━━━━━ Material supplied

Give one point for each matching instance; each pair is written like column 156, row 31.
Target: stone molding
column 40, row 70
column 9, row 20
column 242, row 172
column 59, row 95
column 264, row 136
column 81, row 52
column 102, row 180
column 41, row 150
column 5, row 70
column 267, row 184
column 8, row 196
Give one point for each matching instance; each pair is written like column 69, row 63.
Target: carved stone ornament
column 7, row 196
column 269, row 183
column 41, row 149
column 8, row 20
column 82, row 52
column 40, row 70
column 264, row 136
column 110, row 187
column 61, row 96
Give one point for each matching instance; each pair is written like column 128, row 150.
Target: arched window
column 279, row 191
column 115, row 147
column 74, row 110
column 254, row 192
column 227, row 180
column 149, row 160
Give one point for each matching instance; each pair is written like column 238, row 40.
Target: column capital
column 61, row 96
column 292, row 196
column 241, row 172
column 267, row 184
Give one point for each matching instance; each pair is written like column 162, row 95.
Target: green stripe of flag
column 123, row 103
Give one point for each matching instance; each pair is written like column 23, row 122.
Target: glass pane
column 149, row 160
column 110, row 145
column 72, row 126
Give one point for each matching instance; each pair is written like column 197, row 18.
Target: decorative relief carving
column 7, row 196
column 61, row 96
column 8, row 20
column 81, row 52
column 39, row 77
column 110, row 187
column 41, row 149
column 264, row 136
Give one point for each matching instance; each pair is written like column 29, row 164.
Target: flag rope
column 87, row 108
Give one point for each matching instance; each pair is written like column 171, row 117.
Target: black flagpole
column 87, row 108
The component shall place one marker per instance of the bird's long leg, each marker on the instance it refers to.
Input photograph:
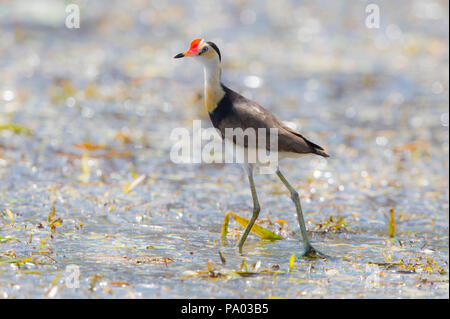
(309, 249)
(256, 209)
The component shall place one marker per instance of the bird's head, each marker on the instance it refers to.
(205, 52)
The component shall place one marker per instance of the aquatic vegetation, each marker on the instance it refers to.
(87, 187)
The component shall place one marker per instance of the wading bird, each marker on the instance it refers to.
(228, 109)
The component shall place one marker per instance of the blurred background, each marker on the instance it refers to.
(86, 111)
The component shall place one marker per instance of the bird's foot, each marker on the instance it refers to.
(312, 253)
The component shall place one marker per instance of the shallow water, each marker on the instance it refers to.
(377, 99)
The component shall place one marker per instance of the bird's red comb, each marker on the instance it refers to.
(194, 47)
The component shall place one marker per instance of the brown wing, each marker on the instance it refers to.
(244, 113)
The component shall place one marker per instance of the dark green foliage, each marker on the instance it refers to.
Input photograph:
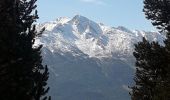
(159, 12)
(152, 60)
(22, 75)
(149, 69)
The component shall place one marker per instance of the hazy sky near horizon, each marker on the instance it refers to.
(127, 13)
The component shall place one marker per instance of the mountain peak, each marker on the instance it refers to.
(80, 18)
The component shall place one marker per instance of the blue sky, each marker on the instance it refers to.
(114, 13)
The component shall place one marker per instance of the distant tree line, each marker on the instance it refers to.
(152, 77)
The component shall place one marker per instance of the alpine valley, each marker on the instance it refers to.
(89, 60)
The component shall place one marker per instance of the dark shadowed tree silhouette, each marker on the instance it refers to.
(22, 75)
(152, 76)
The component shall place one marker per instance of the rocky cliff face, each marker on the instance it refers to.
(88, 60)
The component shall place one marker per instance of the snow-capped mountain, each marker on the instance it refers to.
(89, 60)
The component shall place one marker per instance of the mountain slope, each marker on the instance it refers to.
(88, 60)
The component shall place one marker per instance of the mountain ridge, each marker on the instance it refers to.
(89, 60)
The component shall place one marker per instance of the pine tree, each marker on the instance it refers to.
(22, 75)
(149, 59)
(153, 61)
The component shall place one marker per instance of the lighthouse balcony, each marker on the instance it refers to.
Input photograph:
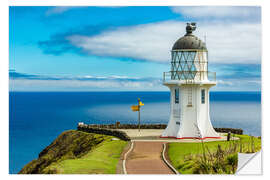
(189, 77)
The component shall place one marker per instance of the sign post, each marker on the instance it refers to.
(138, 108)
(139, 115)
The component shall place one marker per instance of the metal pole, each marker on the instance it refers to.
(139, 114)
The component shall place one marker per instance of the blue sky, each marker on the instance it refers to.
(128, 48)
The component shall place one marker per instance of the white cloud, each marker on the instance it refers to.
(85, 83)
(227, 42)
(218, 11)
(59, 10)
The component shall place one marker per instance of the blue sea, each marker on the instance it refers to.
(37, 118)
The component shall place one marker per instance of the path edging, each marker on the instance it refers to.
(167, 162)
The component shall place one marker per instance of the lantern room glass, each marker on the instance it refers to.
(183, 65)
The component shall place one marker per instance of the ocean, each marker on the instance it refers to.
(37, 118)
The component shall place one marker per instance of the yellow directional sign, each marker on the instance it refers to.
(135, 108)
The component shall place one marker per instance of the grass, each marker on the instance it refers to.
(102, 160)
(77, 152)
(211, 157)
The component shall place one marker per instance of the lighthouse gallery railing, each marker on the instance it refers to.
(189, 76)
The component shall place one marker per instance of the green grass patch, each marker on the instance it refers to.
(101, 160)
(194, 158)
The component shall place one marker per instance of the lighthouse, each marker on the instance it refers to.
(189, 82)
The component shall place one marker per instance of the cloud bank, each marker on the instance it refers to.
(226, 42)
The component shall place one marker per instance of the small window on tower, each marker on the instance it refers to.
(189, 96)
(176, 96)
(203, 96)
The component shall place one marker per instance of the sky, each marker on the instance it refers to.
(128, 48)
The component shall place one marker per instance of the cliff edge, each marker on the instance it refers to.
(68, 145)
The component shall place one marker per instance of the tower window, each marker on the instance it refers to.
(189, 97)
(176, 99)
(203, 96)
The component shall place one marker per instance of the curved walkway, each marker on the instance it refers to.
(146, 158)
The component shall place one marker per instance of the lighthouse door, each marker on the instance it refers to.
(176, 106)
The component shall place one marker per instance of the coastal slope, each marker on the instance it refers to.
(77, 152)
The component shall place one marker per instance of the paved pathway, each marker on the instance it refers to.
(146, 158)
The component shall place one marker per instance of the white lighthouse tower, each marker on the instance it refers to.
(189, 82)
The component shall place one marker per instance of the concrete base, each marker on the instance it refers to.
(154, 135)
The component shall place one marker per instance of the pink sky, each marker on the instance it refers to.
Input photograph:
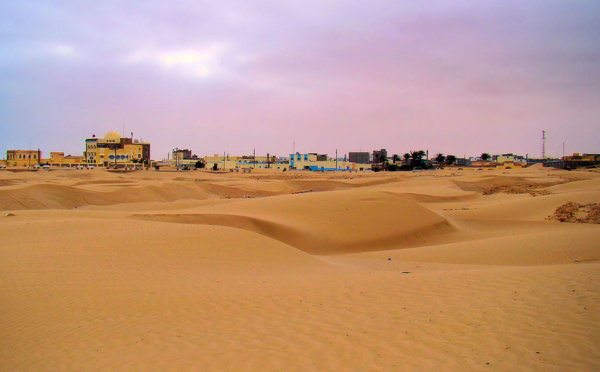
(461, 77)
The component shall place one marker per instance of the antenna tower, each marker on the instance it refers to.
(543, 144)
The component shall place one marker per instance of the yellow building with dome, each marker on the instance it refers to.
(116, 151)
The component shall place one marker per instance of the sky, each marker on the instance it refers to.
(456, 77)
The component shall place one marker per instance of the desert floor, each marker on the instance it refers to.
(450, 270)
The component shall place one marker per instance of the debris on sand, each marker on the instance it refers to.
(577, 213)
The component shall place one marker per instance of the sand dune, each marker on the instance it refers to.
(297, 271)
(327, 223)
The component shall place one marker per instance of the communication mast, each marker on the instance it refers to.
(543, 144)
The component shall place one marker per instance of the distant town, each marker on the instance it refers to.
(115, 152)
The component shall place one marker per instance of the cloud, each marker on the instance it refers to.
(368, 74)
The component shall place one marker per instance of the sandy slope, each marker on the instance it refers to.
(297, 271)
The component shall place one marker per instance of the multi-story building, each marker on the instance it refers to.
(23, 158)
(115, 151)
(379, 156)
(311, 162)
(58, 159)
(359, 157)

━━━━━━━━━━

• Problem
Please render all of the data above as a Markdown table with two columns, Row for the line number and Entry for the line itself, leaving out any blank lines. Keep the pictures out of the answer.

• Solution to this exercise
| Row | Entry |
|---|---|
| 1 | Give one point for each matching instance; each pair is written like column 156, row 31. |
| 2 | Target: stone molding |
| 3 | column 40, row 70 |
| 4 | column 9, row 20 |
| 5 | column 242, row 172 |
| 6 | column 59, row 95 |
| 7 | column 264, row 136 |
| 8 | column 81, row 52 |
| 9 | column 102, row 180 |
| 10 | column 41, row 150 |
| 11 | column 5, row 70 |
| 12 | column 267, row 184 |
| 13 | column 8, row 196 |
| 14 | Give one point for each matching instance; each pair is written like column 69, row 63. |
| 15 | Target: carved stone ornament |
| 16 | column 7, row 196 |
| 17 | column 269, row 183 |
| 18 | column 41, row 149 |
| 19 | column 8, row 20 |
| 20 | column 82, row 52 |
| 21 | column 40, row 70 |
| 22 | column 264, row 136 |
| 23 | column 110, row 187 |
| 24 | column 61, row 96 |
| 25 | Give one point for each matching instance; each pair is written like column 128, row 150. |
| 26 | Target: arched window |
| 27 | column 279, row 191 |
| 28 | column 115, row 147 |
| 29 | column 74, row 110 |
| 30 | column 254, row 192 |
| 31 | column 227, row 180 |
| 32 | column 149, row 160 |
| 33 | Give one point for each matching instance; each pair is written like column 238, row 40. |
| 34 | Target: column capital |
| 35 | column 61, row 96 |
| 36 | column 292, row 196 |
| 37 | column 241, row 172 |
| 38 | column 267, row 184 |
| 39 | Give one point for each matching instance; each pair is written like column 162, row 95. |
| 40 | Target: green stripe of flag |
| 41 | column 123, row 103 |
| 42 | Give one point for each matching instance; each pair is written like column 23, row 122. |
| 43 | Target: glass pane |
| 44 | column 149, row 160 |
| 45 | column 110, row 145 |
| 46 | column 72, row 126 |
| 47 | Give one point for each matching instance; each pair is written like column 197, row 18. |
| 48 | Target: decorative relief carving |
| 49 | column 7, row 196 |
| 50 | column 61, row 96 |
| 51 | column 8, row 20 |
| 52 | column 81, row 52 |
| 53 | column 39, row 77 |
| 54 | column 110, row 187 |
| 55 | column 41, row 149 |
| 56 | column 264, row 136 |
| 57 | Give one point for each matching instance; each pair is written like column 29, row 164. |
| 58 | Target: flag rope |
| 59 | column 87, row 108 |
| 60 | Give one point for each matching instance; each pair is written like column 171, row 117. |
| 61 | Target: black flagpole |
| 62 | column 87, row 108 |
| 63 | The component shall place one marker per instance of the bird's long leg, each marker on the instance it refers to. |
| 64 | Input photograph: |
| 65 | (309, 249) |
| 66 | (256, 209) |
| 67 | The component shall place one marker per instance of the bird's head, each marker on the instance it refers to. |
| 68 | (205, 52) |
| 69 | The component shall place one marker per instance of the aquatic vegetation, each marker on the instance it refers to. |
| 70 | (87, 187) |
| 71 | The component shall place one marker per instance of the wading bird, each marker on the instance it refers to. |
| 72 | (228, 109) |
| 73 | The component shall place one marker per instance of the blurred background, each marker on the instance it refers to. |
| 74 | (86, 111) |
| 75 | The component shall place one marker per instance of the bird's foot, each marker on the instance it refers to. |
| 76 | (312, 253) |
| 77 | The component shall place one marker per instance of the shallow water, each marker on the instance it refers to. |
| 78 | (377, 99) |
| 79 | The component shall place one marker per instance of the bird's red comb, each marker on the instance it refers to. |
| 80 | (194, 47) |
| 81 | The component shall place one marker per instance of the brown wing, each marker on the instance it refers to. |
| 82 | (244, 113) |
| 83 | The component shall place one marker per instance of the dark green foliage, each marker on the instance it refers to. |
| 84 | Input photograph: |
| 85 | (159, 12) |
| 86 | (152, 60) |
| 87 | (22, 75) |
| 88 | (149, 69) |
| 89 | The component shall place one marker per instance of the hazy sky near horizon, each marker on the instance it refers to. |
| 90 | (127, 13) |
| 91 | The component shall place one marker per instance of the mountain peak, each marker on the instance it refers to. |
| 92 | (80, 18) |
| 93 | The component shall place one marker per instance of the blue sky, each marker on the instance it refers to. |
| 94 | (114, 13) |
| 95 | The component shall place one marker per instance of the distant tree line, each marker on the instance it refers to. |
| 96 | (152, 77) |
| 97 | The component shall place one marker per instance of the alpine valley, each marker on the instance it refers to. |
| 98 | (89, 60) |
| 99 | The component shall place one marker per instance of the dark shadowed tree silhouette, each marker on the instance it refers to. |
| 100 | (22, 75) |
| 101 | (152, 76) |
| 102 | The component shall place one marker per instance of the rocky cliff face, each marker on the instance it refers to. |
| 103 | (88, 60) |
| 104 | The component shall place one marker per instance of the snow-capped mountain, each marker on the instance it refers to. |
| 105 | (89, 60) |
| 106 | The component shall place one marker per instance of the mountain slope, each marker on the instance it refers to. |
| 107 | (88, 60) |
| 108 | The component shall place one marker per instance of the mountain ridge, each marker on the instance it refers to. |
| 109 | (89, 60) |
| 110 | The component shall place one marker per instance of the pine tree, each marker on the instance it refers to. |
| 111 | (22, 75) |
| 112 | (149, 59) |
| 113 | (153, 61) |
| 114 | The component shall place one marker per instance of the lighthouse balcony, each marker on the instance it refers to. |
| 115 | Input photograph: |
| 116 | (189, 77) |
| 117 | The component shall place one marker per instance of the sign post, each marker on the instance it refers to. |
| 118 | (138, 108) |
| 119 | (139, 115) |
| 120 | The component shall place one marker per instance of the metal pole, each marker on the instance it refers to. |
| 121 | (139, 114) |
| 122 | The component shall place one marker per instance of the blue sky, each marker on the instance it refers to. |
| 123 | (128, 48) |
| 124 | The component shall place one marker per instance of the white cloud, each marker on the instance it refers to. |
| 125 | (85, 83) |
| 126 | (227, 42) |
| 127 | (218, 11) |
| 128 | (59, 10) |
| 129 | The component shall place one marker per instance of the blue sea, each marker on the instance it refers to. |
| 130 | (37, 118) |
| 131 | The component shall place one marker per instance of the path edging, each marker on the instance it refers to. |
| 132 | (167, 162) |
| 133 | The component shall place one marker per instance of the lantern room glass, each marker on the instance it refers to. |
| 134 | (183, 65) |
| 135 | The component shall place one marker per instance of the ocean, each marker on the instance it refers to. |
| 136 | (37, 118) |
| 137 | The component shall place one marker per instance of the yellow directional sign, each marker on the instance it refers to. |
| 138 | (135, 108) |
| 139 | The component shall place one marker per instance of the grass, each marker on the instance it refers to. |
| 140 | (102, 160) |
| 141 | (77, 152) |
| 142 | (211, 157) |
| 143 | The component shall place one marker per instance of the lighthouse gallery railing, each marker on the instance it refers to. |
| 144 | (189, 76) |
| 145 | The component shall place one marker per instance of the green grass patch, each marker on the instance it refers to. |
| 146 | (101, 160) |
| 147 | (194, 158) |
| 148 | The component shall place one marker per instance of the lighthouse, each marker on the instance it refers to. |
| 149 | (189, 82) |
| 150 | The component shall place one marker per instance of the cloud bank, each marker on the instance it refers to. |
| 151 | (226, 42) |
| 152 | The component shall place one marker per instance of the small window on tower, each marker on the instance it refers to. |
| 153 | (189, 96) |
| 154 | (176, 96) |
| 155 | (203, 96) |
| 156 | The component shall place one marker per instance of the sky, each marker on the instance it refers to. |
| 157 | (128, 48) |
| 158 | The component shall place one marker per instance of the cliff edge, each marker on the instance it refers to. |
| 159 | (68, 145) |
| 160 | The component shall place one marker per instance of the tower window, each marker on the instance it refers to. |
| 161 | (189, 97) |
| 162 | (176, 99) |
| 163 | (203, 96) |
| 164 | The component shall place one marker per instance of the curved walkway, each marker on the instance it refers to. |
| 165 | (146, 158) |
| 166 | The component shall place one marker per instance of the lighthouse door, each marker on the instance it refers to. |
| 167 | (176, 106) |
| 168 | The component shall place one marker per instance of the coastal slope, each marker on the instance it refers to. |
| 169 | (77, 152) |
| 170 | The component shall place one marker per instance of the paved pathway, each marker on the instance it refers to. |
| 171 | (146, 158) |
| 172 | The component shall place one marker per instance of the white lighthouse tower, each marker on the instance it refers to. |
| 173 | (189, 82) |
| 174 | The component shall place one marker per instance of the concrete base, each marker on the instance it refers to. |
| 175 | (154, 135) |
| 176 | The component shall place one marker per instance of the pink sky, each marker on the instance it refers to. |
| 177 | Input photograph: |
| 178 | (461, 77) |
| 179 | The component shall place one marker per instance of the antenna tower, each marker on the instance it refers to. |
| 180 | (543, 144) |
| 181 | The component shall place one marker per instance of the yellow building with dome, each marker on the instance it refers to. |
| 182 | (116, 151) |
| 183 | The component shall place one marker per instance of the sky, each marker on the instance it refers to. |
| 184 | (456, 77) |
| 185 | The component shall place one marker per instance of the desert floor, each marker on the instance it refers to. |
| 186 | (450, 270) |
| 187 | The component shall place one marker per instance of the debris on sand, each marker on the instance it refers to. |
| 188 | (577, 213) |
| 189 | The component shall place one marker per instance of the sand dune, each marker on the instance it refers to. |
| 190 | (297, 271) |
| 191 | (327, 223) |
| 192 | The component shall place one marker per instance of the communication mast, each marker on the instance it refers to. |
| 193 | (543, 144) |
| 194 | The component shall place one marker per instance of the distant town, each marker on the instance it refers to. |
| 195 | (115, 152) |
| 196 | The component shall place one marker per instance of the cloud, each marker on the instance it refers to. |
| 197 | (368, 74) |
| 198 | The component shall place one marker per instance of the sandy slope, each marker on the instance it refers to. |
| 199 | (297, 271) |
| 200 | The component shall place one marker per instance of the multi-story building, each marker on the instance it refers to. |
| 201 | (23, 158) |
| 202 | (115, 151) |
| 203 | (379, 156) |
| 204 | (311, 162) |
| 205 | (58, 159) |
| 206 | (359, 157) |